Tareas y ejercicios:
• 1. Devuelve, sin cambios, el fragmento del texto de lectura que va desde "O Santana y" hasta "de Woodstock, 1969.", ambos incluidos.
• 2. Responde con datos del texto de lectura:
(a) ¿En qué fecha subió la banda al escenario de Woodstock?
(b) ¿Cuántos minutos llevaba hablando quien narra cuando su terapeuta le hizo una pregunta?
(c) ¿Qué guitarra tocaba Carlos?
• 3. Indica si cada afirmación concuerda con el texto de lectura y cita las palabras que lo deciden:
(a) La banda Santana venía de San Francisco.
(b) Carlos tenía 25 años cuando tocó en Woodstock.
(c) El grupo contaba con una sola conga.

Xanga pa’ mí

O Santana y yo

Este texto es sobre Santana y yo. “¿Tienes tiempo?”, preguntó mi terapeuta. Llevaba yo cuarenta minutos hablando sin mucha ilación sobre la crisis que vivo desde hace varios meses y su pregunta me tomó por sorpresa. “Te voy a poner la pipa y le vas a jalar”.

Carlos Santana en el Festival de Woodstock, 1969.
Hasta hoy [Carlos Santana] todavía me envía mensajes de texto para recordarme que las únicas tres cosas que puedo controlar son mi motivo, mi intención y mi propósito.
Rob Thomas

El 16 de agosto de 1969 una banda hasta ese momento desconocida subió al escenario de Woodstock. Lejos de ser un grupo de rock convencional, Santana, procedente de San Francisco, se dedicaba a fusionar sonidos: tenían, por supuesto, bajo, batería y teclado, pero la fortaleza de su propuesta musical se cimentaba en dos pilares: su doble dotación de congas, que le daban al grupo un sonido tribal con guiños a la cultura musical africana, y la guitarra de Carlos, un músico flacucho de 22 años y de origen mexicano que esa tarde habría de deslumbrar al mundo con su virtuosismo para tocar su Gibson SG.

Listado de datos:
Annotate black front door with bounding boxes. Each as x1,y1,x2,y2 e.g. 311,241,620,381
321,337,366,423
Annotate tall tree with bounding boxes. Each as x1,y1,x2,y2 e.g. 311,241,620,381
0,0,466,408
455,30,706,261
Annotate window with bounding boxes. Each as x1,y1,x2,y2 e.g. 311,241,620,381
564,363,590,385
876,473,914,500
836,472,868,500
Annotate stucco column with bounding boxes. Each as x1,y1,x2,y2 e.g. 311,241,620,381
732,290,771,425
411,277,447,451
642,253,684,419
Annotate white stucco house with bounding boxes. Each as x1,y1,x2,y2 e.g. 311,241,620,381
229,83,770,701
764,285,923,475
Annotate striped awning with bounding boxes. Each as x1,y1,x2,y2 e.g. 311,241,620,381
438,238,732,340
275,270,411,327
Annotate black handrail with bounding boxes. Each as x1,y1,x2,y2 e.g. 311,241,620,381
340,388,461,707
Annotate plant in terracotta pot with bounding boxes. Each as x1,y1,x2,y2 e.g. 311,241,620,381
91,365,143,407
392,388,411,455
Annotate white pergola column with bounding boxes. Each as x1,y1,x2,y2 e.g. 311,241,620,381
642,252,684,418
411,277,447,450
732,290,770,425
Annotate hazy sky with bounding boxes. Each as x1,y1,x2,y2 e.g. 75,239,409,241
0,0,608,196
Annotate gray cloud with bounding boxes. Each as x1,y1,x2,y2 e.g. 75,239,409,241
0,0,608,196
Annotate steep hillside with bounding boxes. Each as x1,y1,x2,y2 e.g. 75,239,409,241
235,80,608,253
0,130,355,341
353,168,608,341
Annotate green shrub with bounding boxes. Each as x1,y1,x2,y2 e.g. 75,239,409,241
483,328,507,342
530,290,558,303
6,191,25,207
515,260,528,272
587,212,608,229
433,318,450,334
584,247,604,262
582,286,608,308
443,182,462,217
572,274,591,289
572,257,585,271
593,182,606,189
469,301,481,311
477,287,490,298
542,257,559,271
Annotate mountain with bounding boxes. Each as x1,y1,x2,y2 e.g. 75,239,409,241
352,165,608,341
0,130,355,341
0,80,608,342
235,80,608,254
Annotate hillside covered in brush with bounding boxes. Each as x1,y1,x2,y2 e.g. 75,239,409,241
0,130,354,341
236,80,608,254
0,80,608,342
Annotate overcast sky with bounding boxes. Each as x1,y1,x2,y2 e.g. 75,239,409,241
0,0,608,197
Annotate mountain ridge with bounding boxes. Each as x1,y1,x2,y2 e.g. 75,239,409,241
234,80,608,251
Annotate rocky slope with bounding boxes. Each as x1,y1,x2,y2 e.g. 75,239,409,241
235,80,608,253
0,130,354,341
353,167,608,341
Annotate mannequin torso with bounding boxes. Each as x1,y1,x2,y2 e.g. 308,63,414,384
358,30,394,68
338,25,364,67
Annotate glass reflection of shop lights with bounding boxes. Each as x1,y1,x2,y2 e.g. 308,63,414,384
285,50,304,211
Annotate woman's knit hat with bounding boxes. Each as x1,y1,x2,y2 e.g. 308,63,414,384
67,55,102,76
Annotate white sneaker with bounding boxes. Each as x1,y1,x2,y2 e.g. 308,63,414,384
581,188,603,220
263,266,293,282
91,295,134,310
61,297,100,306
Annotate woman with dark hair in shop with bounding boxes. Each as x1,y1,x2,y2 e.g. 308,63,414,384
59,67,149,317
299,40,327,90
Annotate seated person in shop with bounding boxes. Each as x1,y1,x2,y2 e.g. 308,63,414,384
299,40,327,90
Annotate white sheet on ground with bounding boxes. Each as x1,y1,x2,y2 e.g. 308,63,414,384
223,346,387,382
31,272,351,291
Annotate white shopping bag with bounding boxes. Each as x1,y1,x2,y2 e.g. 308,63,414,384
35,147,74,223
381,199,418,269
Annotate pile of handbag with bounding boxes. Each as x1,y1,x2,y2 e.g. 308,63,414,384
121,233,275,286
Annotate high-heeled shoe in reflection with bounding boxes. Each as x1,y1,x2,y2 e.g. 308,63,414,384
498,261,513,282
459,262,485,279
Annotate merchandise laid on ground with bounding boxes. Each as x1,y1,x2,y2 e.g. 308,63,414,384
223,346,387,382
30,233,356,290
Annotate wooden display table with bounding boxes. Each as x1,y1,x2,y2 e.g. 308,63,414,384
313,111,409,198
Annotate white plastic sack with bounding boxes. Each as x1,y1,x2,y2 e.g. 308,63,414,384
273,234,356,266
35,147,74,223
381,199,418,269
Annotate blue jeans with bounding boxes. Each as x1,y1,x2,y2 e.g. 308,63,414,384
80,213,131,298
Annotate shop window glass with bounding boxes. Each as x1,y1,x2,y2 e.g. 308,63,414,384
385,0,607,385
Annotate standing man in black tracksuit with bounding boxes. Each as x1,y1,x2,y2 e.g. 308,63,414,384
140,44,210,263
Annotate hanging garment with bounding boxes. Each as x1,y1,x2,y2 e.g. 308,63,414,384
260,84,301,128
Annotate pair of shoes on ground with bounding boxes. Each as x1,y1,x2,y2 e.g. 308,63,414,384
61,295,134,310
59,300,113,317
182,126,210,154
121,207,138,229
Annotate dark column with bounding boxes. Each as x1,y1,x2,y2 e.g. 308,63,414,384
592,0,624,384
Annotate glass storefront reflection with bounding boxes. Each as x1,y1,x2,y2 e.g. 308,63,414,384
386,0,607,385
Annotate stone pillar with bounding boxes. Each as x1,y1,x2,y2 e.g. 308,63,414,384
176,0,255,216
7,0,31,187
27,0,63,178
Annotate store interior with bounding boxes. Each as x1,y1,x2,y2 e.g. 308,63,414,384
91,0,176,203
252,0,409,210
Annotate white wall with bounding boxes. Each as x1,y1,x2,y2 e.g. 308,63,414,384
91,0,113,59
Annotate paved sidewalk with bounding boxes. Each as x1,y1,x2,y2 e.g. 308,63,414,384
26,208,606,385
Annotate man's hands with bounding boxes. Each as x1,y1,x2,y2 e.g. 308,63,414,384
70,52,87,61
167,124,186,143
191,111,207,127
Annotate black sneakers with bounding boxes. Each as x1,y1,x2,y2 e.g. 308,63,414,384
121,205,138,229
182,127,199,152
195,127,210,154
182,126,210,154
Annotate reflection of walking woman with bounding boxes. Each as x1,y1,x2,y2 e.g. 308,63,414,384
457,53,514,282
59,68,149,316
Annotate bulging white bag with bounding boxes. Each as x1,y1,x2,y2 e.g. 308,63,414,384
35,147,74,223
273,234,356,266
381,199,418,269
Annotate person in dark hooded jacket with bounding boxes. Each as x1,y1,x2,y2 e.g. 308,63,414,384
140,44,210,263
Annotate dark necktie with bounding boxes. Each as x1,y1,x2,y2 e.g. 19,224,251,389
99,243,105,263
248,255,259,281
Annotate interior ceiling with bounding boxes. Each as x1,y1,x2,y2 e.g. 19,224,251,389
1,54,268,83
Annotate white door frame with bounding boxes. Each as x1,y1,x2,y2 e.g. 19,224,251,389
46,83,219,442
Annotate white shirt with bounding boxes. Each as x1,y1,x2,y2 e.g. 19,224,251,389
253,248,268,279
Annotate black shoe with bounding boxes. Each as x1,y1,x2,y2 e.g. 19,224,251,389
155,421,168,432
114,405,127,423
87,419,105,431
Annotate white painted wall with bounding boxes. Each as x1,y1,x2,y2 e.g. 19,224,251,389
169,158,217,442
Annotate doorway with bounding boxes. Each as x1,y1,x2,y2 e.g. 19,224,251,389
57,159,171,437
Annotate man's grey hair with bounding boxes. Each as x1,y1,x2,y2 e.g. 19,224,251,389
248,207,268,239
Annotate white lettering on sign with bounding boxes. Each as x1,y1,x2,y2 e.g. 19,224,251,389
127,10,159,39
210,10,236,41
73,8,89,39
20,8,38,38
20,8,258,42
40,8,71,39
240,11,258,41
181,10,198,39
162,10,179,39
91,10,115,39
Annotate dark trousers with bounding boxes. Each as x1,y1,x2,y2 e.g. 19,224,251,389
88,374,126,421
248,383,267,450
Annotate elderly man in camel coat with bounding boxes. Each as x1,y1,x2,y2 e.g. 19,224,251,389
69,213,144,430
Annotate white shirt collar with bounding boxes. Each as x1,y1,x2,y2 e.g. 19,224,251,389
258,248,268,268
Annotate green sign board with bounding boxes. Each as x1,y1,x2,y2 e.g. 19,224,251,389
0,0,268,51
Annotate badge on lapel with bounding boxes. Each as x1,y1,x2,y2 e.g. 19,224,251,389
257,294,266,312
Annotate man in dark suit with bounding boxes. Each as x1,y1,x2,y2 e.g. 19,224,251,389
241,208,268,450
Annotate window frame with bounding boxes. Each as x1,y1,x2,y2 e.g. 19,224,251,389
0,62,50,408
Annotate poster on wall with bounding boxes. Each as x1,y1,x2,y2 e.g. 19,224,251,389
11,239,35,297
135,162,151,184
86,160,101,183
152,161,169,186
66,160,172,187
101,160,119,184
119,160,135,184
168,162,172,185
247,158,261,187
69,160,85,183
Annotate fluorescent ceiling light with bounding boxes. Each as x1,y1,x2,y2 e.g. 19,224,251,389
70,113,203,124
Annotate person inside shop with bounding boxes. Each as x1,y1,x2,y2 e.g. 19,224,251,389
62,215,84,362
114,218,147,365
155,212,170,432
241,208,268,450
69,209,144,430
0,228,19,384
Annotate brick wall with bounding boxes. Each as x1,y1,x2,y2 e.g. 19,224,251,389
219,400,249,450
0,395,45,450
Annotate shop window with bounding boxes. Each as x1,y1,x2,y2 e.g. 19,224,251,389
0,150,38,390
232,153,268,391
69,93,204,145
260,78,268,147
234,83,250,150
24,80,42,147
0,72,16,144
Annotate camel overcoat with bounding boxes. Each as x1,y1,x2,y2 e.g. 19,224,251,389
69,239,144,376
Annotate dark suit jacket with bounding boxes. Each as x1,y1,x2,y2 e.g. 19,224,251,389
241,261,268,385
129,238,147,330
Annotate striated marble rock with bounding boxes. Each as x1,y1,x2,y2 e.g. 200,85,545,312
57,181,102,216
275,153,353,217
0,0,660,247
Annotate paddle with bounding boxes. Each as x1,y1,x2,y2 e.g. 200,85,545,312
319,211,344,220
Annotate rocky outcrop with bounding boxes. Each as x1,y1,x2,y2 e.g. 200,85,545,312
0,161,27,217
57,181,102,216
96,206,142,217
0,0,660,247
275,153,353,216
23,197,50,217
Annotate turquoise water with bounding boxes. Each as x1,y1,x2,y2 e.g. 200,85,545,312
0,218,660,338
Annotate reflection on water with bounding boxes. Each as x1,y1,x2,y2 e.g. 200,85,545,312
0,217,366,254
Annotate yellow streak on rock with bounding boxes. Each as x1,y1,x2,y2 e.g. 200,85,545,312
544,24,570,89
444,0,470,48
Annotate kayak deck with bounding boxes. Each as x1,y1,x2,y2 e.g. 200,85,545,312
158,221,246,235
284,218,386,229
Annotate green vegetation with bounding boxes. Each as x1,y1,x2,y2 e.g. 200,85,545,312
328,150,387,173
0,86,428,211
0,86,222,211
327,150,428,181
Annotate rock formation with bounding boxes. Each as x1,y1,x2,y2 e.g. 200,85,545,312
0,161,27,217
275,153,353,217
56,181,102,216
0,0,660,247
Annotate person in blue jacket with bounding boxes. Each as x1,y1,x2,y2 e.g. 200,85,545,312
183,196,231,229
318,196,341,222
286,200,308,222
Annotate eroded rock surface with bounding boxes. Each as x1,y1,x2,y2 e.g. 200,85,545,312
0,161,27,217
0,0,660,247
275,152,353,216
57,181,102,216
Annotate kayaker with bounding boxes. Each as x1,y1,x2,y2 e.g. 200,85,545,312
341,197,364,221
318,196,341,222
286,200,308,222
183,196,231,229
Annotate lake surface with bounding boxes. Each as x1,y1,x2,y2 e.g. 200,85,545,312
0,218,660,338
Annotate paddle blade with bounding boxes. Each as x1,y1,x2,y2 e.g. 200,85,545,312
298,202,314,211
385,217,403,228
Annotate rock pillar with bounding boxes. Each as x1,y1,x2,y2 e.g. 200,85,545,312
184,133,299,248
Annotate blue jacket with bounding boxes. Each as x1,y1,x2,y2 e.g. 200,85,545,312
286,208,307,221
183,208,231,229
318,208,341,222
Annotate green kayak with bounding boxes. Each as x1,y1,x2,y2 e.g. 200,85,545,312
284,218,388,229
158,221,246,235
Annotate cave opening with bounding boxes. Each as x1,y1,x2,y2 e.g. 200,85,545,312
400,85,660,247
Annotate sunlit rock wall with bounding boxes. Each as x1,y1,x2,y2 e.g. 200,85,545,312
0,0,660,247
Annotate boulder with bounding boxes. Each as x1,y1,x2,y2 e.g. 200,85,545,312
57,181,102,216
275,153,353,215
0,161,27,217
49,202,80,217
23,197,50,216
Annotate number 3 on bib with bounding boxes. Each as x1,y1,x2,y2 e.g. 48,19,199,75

Respuestas:
• 1.
O Santana y yo

Este texto es sobre Santana y yo. “¿Tienes tiempo?”, preguntó mi terapeuta. Llevaba yo cuarenta minutos hablando sin mucha ilación sobre la crisis que vivo desde hace varios meses y su pregunta me tomó por sorpresa. “Te voy a poner la pipa y le vas a jalar”.

Carlos Santana en el Festival de Woodstock, 1969.

• 2.
(a) El 16 de agosto de 1969.
(b) Cuarenta minutos.
(c) Una Gibson SG.

• 3.
(a) Sí: "Santana, procedente de San Francisco".
(b) No: "un músico flacucho de 22 años".
(c) No: "su doble dotación de congas".